Convert the material from the line holding "Make sure each instance of the blurred green" through the end of the material, inclusive, into a Markdown table with the columns No. and Text: one numbered row per line, blank lines skipped and the pictures left out.

● **RAW DATA**
begin
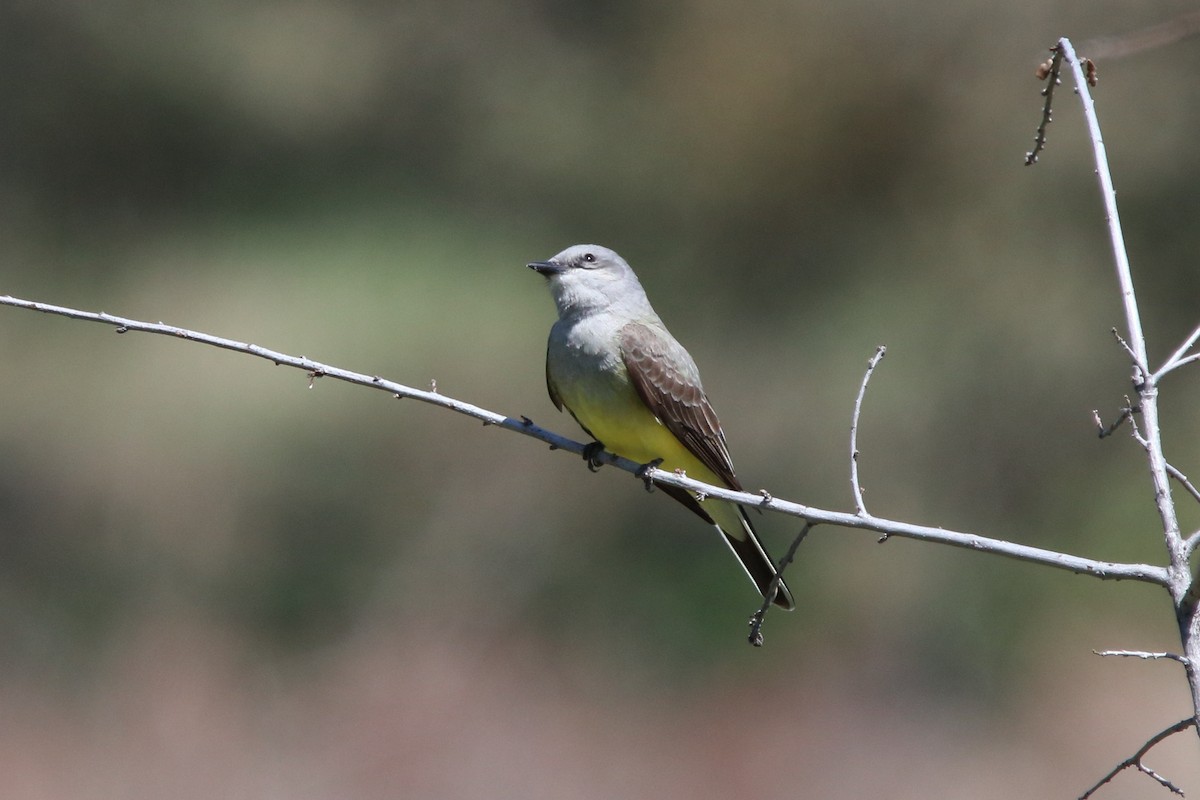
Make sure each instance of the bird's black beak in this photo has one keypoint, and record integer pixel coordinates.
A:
(547, 269)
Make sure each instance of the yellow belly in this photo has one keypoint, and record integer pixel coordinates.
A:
(627, 427)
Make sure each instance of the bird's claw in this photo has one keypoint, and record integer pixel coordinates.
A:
(645, 473)
(592, 456)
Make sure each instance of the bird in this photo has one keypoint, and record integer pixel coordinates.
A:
(636, 391)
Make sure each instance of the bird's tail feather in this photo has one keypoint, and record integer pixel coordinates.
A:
(748, 548)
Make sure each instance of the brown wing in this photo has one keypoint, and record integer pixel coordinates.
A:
(669, 383)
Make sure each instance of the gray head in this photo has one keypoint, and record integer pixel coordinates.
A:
(586, 278)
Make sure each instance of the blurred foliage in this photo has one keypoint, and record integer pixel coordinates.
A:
(361, 182)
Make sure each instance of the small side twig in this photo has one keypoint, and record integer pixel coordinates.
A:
(1182, 480)
(1127, 411)
(856, 487)
(1050, 70)
(1135, 761)
(1177, 359)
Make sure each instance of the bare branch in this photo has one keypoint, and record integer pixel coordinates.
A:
(1135, 759)
(1143, 654)
(1103, 570)
(880, 352)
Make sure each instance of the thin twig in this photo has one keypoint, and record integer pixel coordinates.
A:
(1183, 588)
(1048, 72)
(1176, 359)
(1183, 481)
(1127, 413)
(1079, 565)
(856, 487)
(1135, 759)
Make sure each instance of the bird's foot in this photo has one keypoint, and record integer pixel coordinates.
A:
(645, 473)
(592, 455)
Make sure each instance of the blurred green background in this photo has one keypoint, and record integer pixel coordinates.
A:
(217, 582)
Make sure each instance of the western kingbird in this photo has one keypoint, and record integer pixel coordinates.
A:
(634, 389)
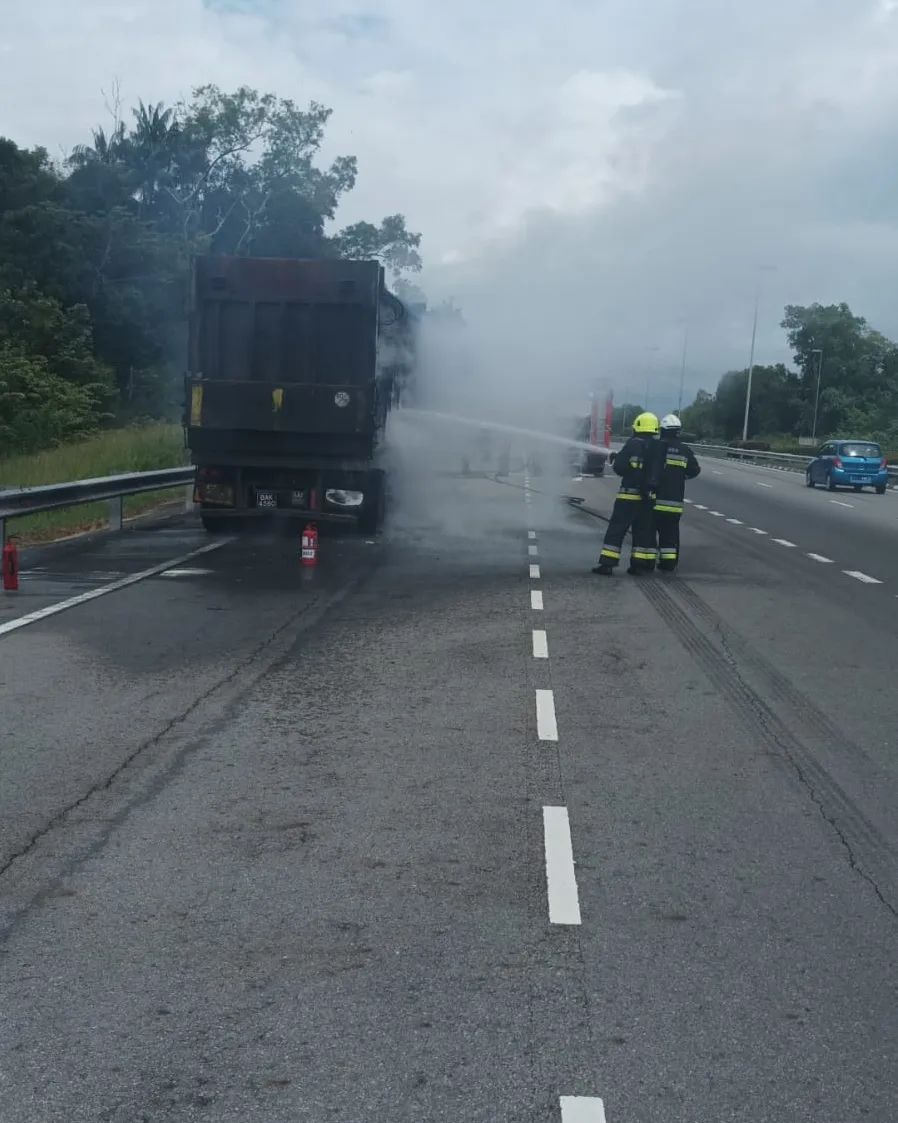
end
● **TASK RESULT**
| No. | Text |
|---|---|
| 1 | Make sure each instance of the blurred green background in this photo has one keypoint, and record integer pixel coordinates. |
| 2 | A: |
| 3 | (217, 582) |
| 4 | Make sure each instance of the western kingbird in this photo has one keypoint, and record integer pixel coordinates. |
| 5 | A: |
| 6 | (634, 389) |